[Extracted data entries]
::::
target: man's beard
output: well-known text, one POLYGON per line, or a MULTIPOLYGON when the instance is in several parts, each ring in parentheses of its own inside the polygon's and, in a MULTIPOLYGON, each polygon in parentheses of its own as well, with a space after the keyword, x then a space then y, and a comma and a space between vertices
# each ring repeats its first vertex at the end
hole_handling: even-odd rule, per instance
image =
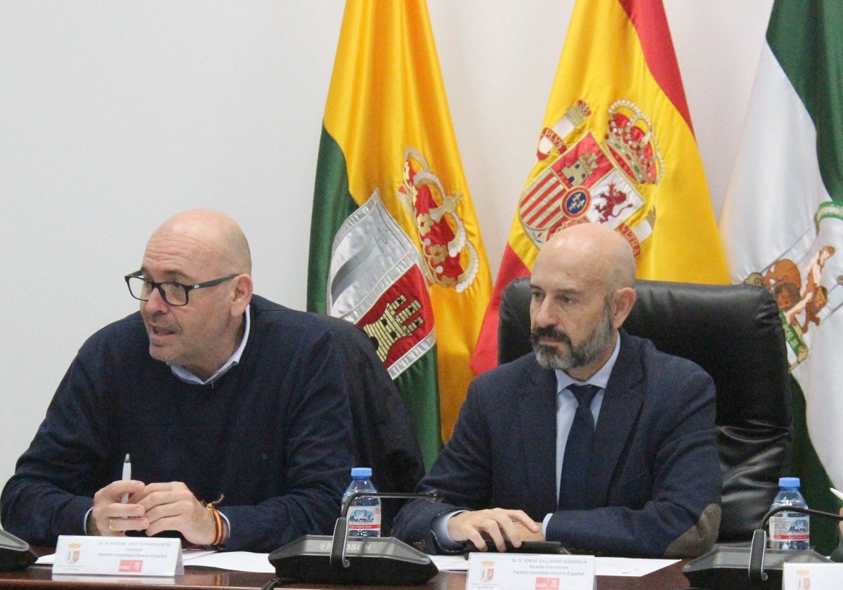
POLYGON ((571 343, 571 337, 567 334, 552 326, 534 328, 530 332, 530 342, 535 351, 535 360, 541 367, 567 371, 584 367, 599 357, 612 341, 612 332, 611 306, 607 304, 603 318, 594 326, 594 330, 577 346, 571 343), (554 338, 564 342, 567 350, 540 344, 541 338, 554 338))

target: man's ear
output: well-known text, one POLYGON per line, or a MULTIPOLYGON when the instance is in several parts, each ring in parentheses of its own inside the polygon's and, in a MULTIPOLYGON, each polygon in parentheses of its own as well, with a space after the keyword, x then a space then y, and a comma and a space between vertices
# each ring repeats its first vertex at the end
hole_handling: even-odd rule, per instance
POLYGON ((243 314, 252 300, 252 277, 250 275, 238 275, 233 281, 234 288, 232 292, 231 314, 236 317, 243 314))
POLYGON ((635 289, 631 287, 625 287, 615 292, 615 294, 612 296, 614 312, 612 314, 612 325, 615 330, 623 324, 626 320, 626 316, 632 311, 636 298, 637 298, 637 293, 636 293, 635 289))

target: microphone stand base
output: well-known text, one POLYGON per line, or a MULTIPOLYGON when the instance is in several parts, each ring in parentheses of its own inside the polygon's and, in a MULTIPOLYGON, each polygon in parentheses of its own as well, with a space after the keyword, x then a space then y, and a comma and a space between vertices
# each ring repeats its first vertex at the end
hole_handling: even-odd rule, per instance
POLYGON ((270 554, 279 578, 329 584, 421 584, 438 570, 430 555, 394 537, 350 537, 347 567, 330 565, 333 538, 307 534, 270 554))
POLYGON ((782 564, 830 563, 813 550, 768 549, 764 556, 767 579, 749 579, 749 547, 715 547, 682 568, 691 586, 711 590, 781 590, 782 564))

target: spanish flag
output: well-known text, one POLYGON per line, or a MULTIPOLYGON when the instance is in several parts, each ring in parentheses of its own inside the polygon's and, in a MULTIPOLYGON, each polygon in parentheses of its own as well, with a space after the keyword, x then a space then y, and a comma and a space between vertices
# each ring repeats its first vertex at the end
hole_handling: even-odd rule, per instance
POLYGON ((474 377, 491 292, 427 5, 348 2, 316 169, 308 308, 377 342, 428 467, 474 377))
POLYGON ((501 292, 574 223, 605 223, 638 277, 728 282, 661 0, 577 0, 475 353, 497 362, 501 292))

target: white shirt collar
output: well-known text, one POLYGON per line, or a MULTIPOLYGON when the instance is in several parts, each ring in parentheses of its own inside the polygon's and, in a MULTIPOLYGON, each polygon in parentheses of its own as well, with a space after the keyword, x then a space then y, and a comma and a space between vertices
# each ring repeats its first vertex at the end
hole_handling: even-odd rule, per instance
POLYGON ((173 372, 173 374, 185 383, 194 384, 196 385, 212 385, 217 379, 228 373, 232 367, 240 362, 240 357, 243 356, 243 351, 246 348, 246 341, 249 340, 249 329, 251 326, 251 319, 249 317, 249 309, 251 307, 251 304, 246 306, 246 326, 243 329, 243 338, 240 339, 240 346, 238 346, 237 350, 234 351, 234 353, 228 357, 228 360, 226 361, 222 367, 217 369, 217 373, 211 375, 211 377, 205 381, 202 381, 181 365, 177 365, 175 362, 168 362, 167 364, 169 365, 169 370, 173 372))

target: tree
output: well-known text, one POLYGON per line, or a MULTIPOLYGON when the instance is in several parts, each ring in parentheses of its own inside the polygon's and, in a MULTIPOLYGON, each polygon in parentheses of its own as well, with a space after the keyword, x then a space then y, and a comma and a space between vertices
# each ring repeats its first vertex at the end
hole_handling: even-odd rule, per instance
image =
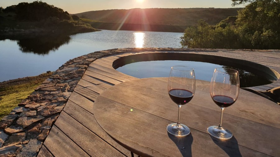
POLYGON ((74 20, 80 20, 80 18, 76 15, 73 15, 71 16, 72 18, 74 20))
POLYGON ((58 17, 60 20, 72 19, 67 11, 41 1, 20 3, 16 6, 15 10, 17 18, 21 20, 39 21, 50 17, 58 17))
POLYGON ((258 0, 231 0, 231 1, 232 1, 232 4, 231 4, 231 5, 234 6, 246 3, 254 2, 258 0))
POLYGON ((229 17, 214 29, 199 21, 197 28, 185 30, 180 43, 190 48, 279 49, 279 16, 280 0, 254 1, 238 11, 237 18, 229 17))
POLYGON ((256 1, 238 12, 237 31, 246 48, 280 48, 280 1, 256 1))

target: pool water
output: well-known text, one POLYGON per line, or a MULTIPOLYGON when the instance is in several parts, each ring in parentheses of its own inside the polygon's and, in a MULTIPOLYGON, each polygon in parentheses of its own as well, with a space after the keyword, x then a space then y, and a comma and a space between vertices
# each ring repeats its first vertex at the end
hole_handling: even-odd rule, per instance
POLYGON ((168 77, 171 67, 187 66, 194 68, 195 79, 210 81, 215 68, 227 68, 238 71, 240 87, 248 87, 271 83, 262 77, 244 70, 206 62, 179 60, 157 60, 135 62, 125 65, 117 70, 139 78, 168 77))

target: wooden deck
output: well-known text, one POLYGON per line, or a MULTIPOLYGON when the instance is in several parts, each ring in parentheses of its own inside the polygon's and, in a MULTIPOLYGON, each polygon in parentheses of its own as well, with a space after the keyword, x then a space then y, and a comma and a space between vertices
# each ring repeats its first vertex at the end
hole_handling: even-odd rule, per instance
MULTIPOLYGON (((69 98, 38 156, 131 156, 130 151, 115 142, 97 124, 93 113, 93 105, 99 95, 107 88, 122 82, 138 79, 115 70, 112 67, 114 61, 122 57, 137 54, 160 52, 165 52, 124 53, 98 59, 92 62, 69 98)), ((280 73, 279 51, 236 50, 166 52, 245 59, 280 73)), ((279 78, 279 75, 277 77, 279 78)), ((250 88, 265 90, 279 86, 280 80, 278 79, 269 85, 250 88)))

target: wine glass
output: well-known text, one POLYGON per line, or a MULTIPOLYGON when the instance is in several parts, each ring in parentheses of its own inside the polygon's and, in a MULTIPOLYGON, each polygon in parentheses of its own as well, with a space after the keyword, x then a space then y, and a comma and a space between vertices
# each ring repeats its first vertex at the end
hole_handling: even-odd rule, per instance
POLYGON ((189 129, 180 123, 180 111, 182 105, 189 102, 195 90, 195 78, 193 68, 185 66, 171 67, 168 79, 168 91, 172 100, 178 105, 178 121, 168 125, 166 129, 169 133, 183 137, 190 133, 189 129))
POLYGON ((229 139, 232 134, 222 127, 223 112, 225 107, 233 104, 239 93, 238 72, 223 68, 216 68, 210 84, 210 94, 212 99, 221 107, 221 117, 218 126, 212 126, 207 129, 210 135, 221 139, 229 139))

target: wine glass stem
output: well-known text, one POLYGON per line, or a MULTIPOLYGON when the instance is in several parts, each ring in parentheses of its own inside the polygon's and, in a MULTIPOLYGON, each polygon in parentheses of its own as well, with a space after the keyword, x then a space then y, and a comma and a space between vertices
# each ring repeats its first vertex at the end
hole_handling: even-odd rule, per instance
POLYGON ((181 107, 182 107, 182 105, 178 105, 178 107, 179 107, 179 110, 178 111, 178 121, 177 122, 177 126, 180 127, 181 126, 181 124, 180 124, 180 112, 181 111, 181 107))
POLYGON ((220 124, 219 124, 219 129, 222 129, 222 124, 223 121, 223 113, 224 112, 224 107, 221 108, 221 117, 220 117, 220 124))

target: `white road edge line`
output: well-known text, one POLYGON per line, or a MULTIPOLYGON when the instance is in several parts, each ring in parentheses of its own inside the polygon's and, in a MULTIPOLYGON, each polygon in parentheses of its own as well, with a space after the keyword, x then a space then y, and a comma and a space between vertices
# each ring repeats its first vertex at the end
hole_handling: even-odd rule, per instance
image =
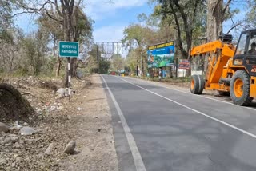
::::
Please copy exactly the lines from the one containing "target: wine glass stem" through the last line of the records above, both included, and leave out any pictures.

target: wine glass stem
output: well-known text, one POLYGON per line, or a MULTIPOLYGON when the instance is in several parts, each ring in parentheses of its own inside the polygon's and, in a MULTIPOLYGON, each polygon in parentheses of its own as well, with a space after the keyword, x then a space then y, and a comma and a space between vertices
# each ring repeats its first vertex at the end
hole_handling: even-odd rule, per instance
POLYGON ((181 107, 182 107, 182 105, 178 105, 178 107, 179 107, 179 110, 178 111, 178 121, 177 122, 177 126, 180 127, 181 126, 181 124, 180 124, 180 112, 181 111, 181 107))
POLYGON ((220 124, 219 124, 219 129, 222 129, 222 124, 223 121, 223 113, 224 112, 224 107, 221 108, 221 117, 220 117, 220 124))

target: `white road edge line`
output: well-known text, one POLYGON per line, or a MULTIPOLYGON when the instance is in several parts, each ring in parentheses of its own inside the polygon's and, in a MULTIPOLYGON, each polygon in parentheses of its own as well, with a space after the keyword, x then a space then y, and a comma and a space between vertices
# each ring repeats its first vertex at the end
hole_handling: even-odd rule, per instance
image =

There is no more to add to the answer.